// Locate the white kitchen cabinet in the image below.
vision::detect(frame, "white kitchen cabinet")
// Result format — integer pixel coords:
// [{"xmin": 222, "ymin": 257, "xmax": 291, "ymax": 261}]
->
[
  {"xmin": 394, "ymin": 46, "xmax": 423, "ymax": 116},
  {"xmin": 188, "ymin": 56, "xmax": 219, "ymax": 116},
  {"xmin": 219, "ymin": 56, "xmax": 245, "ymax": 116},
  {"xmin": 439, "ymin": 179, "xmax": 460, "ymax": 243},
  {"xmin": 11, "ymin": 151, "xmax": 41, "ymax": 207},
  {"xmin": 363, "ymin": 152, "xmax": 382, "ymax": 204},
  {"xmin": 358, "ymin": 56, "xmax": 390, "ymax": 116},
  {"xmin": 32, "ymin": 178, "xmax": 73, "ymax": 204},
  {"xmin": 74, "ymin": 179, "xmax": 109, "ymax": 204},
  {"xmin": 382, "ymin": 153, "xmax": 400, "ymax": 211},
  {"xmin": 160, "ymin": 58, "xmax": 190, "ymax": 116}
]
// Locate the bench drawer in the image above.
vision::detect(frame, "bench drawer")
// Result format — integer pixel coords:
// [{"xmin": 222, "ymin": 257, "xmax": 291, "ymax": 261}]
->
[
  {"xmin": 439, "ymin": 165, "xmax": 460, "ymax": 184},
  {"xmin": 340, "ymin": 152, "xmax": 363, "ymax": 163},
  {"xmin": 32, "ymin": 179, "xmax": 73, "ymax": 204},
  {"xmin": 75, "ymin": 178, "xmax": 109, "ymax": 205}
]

= THE PROBLEM =
Reproduce everything from the line containing "the image above." down to the end of the material, requests included. Multiply every box coordinate in the answers by 2.05 and round each result to a whole number, rounding halves up, while leaving the numbers in the requests and their format samples unchanged.

= EXERCISE RESULT =
// Locate the bench drawer in the image above.
vision::detect(frame, "bench drawer")
// Result format — integer pixel coords:
// [{"xmin": 222, "ymin": 257, "xmax": 291, "ymax": 261}]
->
[
  {"xmin": 900, "ymin": 338, "xmax": 943, "ymax": 377},
  {"xmin": 697, "ymin": 312, "xmax": 744, "ymax": 334},
  {"xmin": 66, "ymin": 367, "xmax": 150, "ymax": 418},
  {"xmin": 154, "ymin": 365, "xmax": 223, "ymax": 420}
]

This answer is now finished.